§ Instructions to follow: Please give the number of lines in the entries below that hold "desert", with no other words.

§ Data:
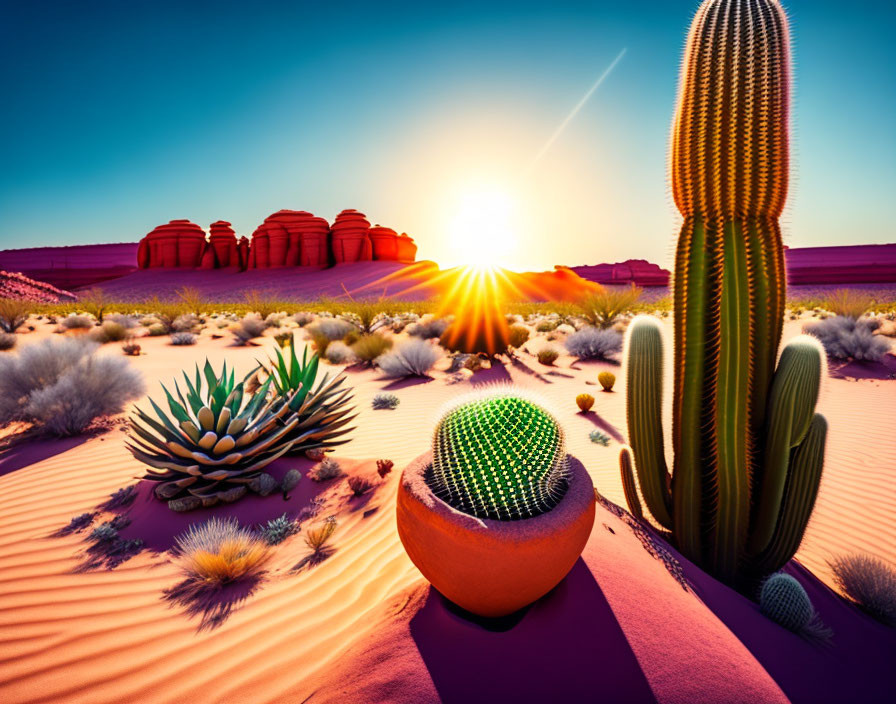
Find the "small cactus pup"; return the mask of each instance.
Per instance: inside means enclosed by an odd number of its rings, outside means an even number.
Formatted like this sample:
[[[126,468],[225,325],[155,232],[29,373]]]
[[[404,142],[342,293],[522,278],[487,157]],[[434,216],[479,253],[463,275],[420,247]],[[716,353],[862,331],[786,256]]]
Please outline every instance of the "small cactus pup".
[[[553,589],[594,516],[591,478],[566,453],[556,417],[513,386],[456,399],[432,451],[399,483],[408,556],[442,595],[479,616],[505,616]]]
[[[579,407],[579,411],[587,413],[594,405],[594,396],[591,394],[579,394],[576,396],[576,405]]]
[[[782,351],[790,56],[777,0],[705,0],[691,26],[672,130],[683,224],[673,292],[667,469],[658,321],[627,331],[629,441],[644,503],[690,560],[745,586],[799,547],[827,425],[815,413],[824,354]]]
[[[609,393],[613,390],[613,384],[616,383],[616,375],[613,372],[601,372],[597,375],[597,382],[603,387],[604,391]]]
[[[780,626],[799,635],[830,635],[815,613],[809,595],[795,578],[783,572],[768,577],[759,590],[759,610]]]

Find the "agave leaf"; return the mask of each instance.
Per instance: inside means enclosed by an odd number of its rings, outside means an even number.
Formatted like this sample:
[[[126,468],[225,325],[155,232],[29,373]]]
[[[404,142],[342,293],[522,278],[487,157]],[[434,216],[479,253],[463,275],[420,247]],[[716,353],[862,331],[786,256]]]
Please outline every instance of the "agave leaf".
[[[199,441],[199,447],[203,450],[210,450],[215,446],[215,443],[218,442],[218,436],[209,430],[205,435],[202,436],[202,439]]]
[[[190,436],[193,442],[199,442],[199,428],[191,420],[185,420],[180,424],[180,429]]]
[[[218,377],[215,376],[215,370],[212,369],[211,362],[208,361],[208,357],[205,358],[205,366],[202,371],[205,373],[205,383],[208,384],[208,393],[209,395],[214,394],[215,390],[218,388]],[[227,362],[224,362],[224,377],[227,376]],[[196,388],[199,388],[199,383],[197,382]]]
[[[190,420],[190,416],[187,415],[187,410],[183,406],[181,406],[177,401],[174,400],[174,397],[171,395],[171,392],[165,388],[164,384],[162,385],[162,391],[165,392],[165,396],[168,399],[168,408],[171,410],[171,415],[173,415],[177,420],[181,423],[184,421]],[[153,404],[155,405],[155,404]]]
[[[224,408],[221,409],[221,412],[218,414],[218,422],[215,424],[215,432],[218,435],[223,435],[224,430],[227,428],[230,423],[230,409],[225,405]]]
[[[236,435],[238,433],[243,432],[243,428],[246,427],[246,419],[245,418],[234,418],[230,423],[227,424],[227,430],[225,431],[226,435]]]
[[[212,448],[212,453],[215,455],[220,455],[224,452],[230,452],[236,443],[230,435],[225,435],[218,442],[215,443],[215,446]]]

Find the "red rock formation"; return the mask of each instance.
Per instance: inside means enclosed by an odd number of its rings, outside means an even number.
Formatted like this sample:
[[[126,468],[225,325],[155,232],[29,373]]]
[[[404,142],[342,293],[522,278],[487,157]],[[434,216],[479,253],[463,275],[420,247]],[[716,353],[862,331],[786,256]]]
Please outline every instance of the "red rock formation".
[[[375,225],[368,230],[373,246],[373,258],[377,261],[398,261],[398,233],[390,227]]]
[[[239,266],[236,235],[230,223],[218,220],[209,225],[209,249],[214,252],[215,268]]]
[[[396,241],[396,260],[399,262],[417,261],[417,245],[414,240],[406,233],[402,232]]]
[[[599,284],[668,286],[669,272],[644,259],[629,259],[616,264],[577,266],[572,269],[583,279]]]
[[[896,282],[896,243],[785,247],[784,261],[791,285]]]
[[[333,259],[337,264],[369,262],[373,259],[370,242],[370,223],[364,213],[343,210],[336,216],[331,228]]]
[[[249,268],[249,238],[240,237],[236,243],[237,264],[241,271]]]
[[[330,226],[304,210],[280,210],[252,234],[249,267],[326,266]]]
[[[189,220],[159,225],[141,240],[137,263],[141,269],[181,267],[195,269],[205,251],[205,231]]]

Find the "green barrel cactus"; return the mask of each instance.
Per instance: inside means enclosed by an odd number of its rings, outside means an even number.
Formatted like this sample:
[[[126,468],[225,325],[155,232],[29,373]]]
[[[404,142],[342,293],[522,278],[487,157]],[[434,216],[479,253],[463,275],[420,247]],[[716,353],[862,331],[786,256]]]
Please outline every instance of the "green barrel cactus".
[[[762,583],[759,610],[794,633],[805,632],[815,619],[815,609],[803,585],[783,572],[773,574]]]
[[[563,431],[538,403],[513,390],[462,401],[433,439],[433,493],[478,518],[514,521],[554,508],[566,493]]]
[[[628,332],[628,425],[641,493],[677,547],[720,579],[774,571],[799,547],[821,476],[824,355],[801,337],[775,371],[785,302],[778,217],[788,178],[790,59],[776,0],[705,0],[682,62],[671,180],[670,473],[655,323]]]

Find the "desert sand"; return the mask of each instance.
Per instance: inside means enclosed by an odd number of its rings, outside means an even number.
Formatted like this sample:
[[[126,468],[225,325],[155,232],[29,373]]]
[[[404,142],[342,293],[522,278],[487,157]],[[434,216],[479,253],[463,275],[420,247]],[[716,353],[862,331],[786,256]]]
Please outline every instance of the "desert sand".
--
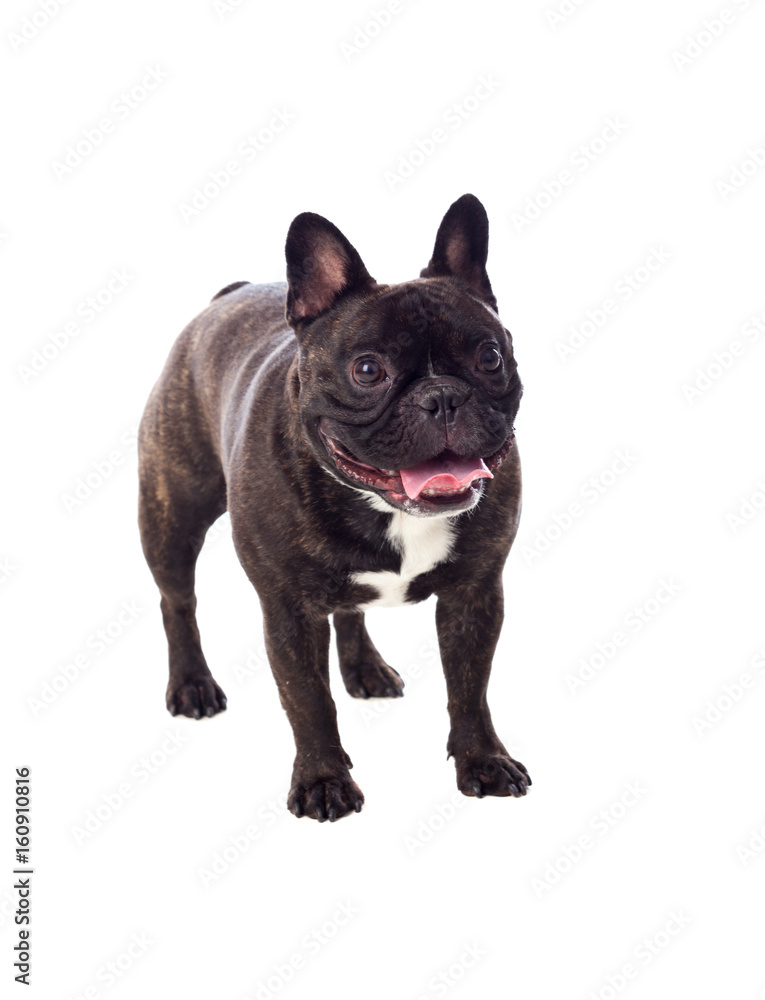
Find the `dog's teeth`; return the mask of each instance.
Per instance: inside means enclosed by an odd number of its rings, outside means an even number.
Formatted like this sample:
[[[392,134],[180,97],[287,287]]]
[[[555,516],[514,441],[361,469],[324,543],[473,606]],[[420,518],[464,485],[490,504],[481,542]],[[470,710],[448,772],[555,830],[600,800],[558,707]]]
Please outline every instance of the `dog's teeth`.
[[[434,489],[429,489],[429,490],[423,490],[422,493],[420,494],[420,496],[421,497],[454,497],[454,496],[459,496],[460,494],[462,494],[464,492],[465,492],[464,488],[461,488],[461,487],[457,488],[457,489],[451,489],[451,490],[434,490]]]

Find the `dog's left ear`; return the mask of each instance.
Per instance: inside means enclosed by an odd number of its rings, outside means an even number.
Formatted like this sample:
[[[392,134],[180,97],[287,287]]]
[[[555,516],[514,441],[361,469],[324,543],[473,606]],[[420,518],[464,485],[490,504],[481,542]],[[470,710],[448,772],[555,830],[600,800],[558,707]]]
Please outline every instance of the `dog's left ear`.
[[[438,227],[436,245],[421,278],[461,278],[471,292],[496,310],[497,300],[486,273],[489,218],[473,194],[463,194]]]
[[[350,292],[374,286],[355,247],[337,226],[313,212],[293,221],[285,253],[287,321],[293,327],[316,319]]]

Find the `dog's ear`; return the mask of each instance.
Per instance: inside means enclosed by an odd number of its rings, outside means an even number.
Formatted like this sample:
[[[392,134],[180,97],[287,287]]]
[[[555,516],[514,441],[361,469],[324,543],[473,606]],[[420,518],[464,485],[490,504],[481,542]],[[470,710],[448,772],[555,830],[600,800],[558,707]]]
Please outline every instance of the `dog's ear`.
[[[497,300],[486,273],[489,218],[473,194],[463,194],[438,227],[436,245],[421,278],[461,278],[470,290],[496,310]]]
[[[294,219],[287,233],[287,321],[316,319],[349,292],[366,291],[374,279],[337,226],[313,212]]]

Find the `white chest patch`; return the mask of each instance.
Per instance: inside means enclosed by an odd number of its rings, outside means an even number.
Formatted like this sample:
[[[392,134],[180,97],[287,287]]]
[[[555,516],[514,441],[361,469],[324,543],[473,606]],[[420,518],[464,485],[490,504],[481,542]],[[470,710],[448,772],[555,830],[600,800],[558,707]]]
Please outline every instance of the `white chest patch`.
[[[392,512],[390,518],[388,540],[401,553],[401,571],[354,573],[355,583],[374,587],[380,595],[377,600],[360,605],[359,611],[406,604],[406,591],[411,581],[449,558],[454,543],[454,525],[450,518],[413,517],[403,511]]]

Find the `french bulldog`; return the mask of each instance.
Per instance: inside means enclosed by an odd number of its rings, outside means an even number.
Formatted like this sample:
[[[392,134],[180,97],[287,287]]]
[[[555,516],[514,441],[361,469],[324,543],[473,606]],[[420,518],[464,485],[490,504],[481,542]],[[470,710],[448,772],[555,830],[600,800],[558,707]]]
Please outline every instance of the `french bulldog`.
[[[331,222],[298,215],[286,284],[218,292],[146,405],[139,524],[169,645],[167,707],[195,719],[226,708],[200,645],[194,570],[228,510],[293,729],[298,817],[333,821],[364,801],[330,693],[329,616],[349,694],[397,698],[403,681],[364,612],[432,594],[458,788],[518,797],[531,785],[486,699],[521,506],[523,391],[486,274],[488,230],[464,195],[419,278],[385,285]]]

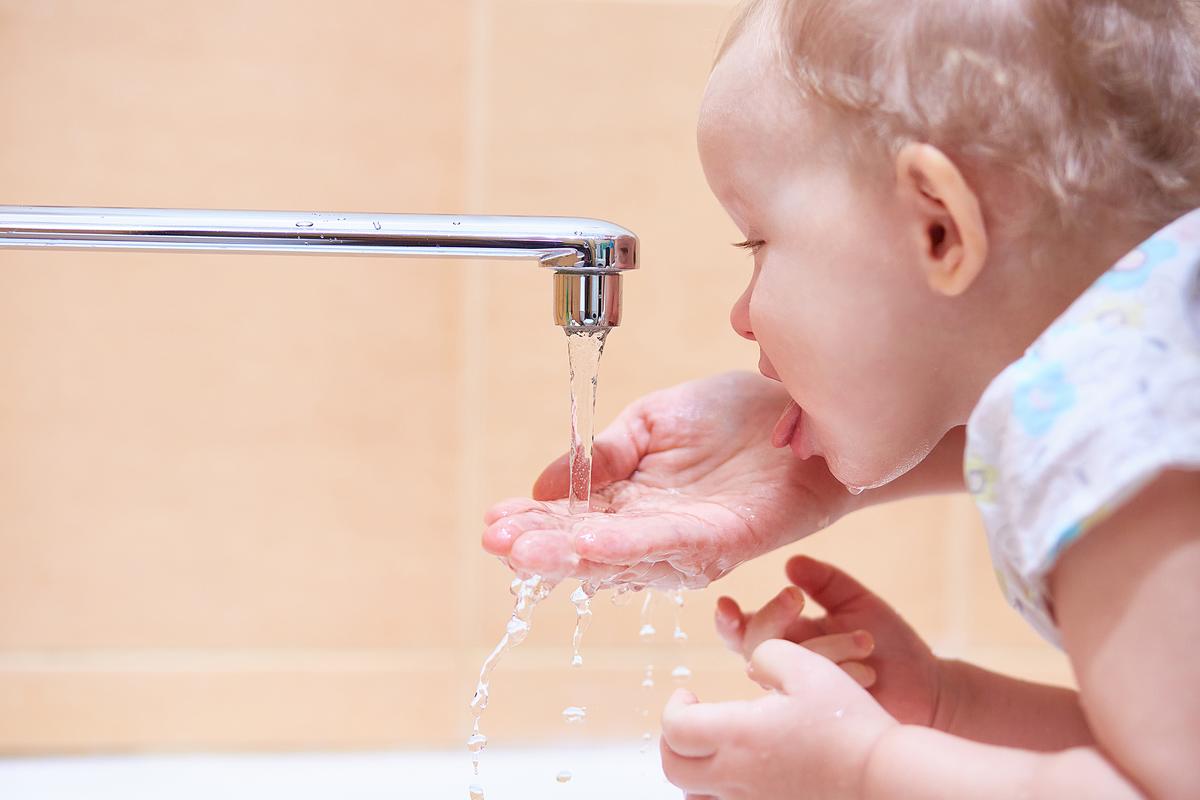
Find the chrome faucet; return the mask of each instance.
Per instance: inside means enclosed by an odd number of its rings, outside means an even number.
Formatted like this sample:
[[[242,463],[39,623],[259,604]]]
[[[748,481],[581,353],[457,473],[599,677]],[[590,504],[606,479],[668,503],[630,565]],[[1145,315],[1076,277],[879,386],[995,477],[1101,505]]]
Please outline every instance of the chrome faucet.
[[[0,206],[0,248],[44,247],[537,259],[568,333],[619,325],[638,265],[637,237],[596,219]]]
---
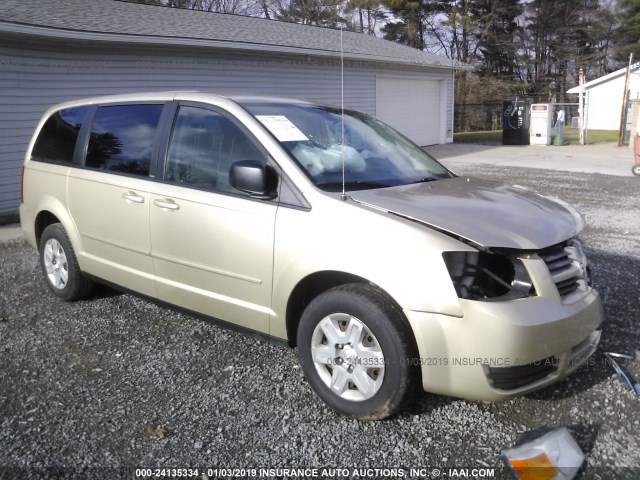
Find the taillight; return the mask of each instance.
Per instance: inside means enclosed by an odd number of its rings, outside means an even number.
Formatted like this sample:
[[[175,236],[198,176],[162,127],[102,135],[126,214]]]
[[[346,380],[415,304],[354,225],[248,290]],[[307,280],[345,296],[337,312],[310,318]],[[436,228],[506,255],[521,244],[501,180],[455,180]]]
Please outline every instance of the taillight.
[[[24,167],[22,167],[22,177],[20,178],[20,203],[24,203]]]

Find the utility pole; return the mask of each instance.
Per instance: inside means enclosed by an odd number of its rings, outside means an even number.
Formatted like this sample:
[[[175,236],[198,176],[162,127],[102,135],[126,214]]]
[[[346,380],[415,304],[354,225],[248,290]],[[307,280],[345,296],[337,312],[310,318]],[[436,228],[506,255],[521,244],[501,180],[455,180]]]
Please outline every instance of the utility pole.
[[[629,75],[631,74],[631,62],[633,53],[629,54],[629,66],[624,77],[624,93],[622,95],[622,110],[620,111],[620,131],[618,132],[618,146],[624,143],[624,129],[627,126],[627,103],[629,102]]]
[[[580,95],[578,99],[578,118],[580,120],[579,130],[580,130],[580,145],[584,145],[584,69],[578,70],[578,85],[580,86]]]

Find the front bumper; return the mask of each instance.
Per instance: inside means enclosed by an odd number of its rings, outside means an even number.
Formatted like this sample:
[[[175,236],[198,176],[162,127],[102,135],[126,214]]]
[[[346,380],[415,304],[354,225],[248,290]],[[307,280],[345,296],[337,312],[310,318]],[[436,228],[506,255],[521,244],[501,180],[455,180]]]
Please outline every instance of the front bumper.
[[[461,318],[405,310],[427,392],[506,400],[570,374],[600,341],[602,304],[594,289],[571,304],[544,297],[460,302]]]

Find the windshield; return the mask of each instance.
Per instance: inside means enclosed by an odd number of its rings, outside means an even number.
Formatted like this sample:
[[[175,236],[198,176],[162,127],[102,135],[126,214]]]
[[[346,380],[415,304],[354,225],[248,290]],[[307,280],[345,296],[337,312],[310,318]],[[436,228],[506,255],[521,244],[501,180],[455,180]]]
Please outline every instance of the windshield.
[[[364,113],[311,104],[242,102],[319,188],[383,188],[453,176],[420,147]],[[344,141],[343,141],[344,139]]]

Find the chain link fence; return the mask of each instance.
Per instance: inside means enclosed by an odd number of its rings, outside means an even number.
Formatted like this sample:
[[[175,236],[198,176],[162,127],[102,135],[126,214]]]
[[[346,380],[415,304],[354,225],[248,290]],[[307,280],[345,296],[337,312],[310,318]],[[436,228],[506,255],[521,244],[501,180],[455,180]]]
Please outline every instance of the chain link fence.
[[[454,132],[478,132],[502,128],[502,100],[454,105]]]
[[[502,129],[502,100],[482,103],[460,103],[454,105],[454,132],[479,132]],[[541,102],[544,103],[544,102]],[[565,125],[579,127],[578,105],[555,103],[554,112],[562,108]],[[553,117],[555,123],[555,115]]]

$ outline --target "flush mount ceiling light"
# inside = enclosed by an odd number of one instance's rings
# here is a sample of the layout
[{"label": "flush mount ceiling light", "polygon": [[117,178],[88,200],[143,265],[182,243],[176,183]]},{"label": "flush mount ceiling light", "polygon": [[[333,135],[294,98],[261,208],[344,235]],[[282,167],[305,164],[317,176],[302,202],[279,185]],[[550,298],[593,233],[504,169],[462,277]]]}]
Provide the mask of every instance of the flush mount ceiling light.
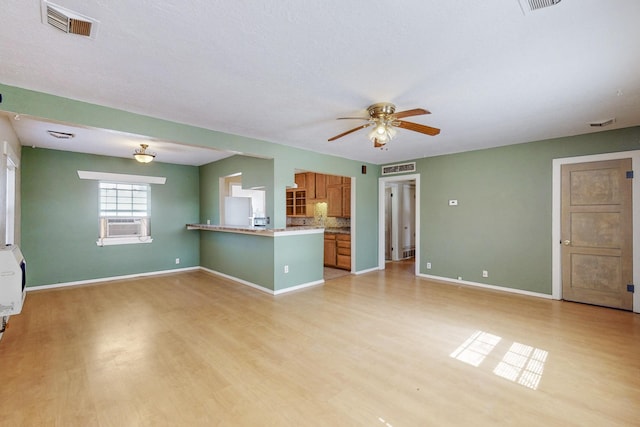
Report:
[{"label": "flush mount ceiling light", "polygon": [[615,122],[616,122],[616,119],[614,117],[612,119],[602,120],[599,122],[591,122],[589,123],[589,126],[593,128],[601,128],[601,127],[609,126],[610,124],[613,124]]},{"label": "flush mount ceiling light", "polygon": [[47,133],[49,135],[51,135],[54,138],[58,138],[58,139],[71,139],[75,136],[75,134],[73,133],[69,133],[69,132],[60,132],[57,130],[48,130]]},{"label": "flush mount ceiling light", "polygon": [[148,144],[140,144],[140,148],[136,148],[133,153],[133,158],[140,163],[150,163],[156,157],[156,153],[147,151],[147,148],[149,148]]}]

§ Response to this task: 2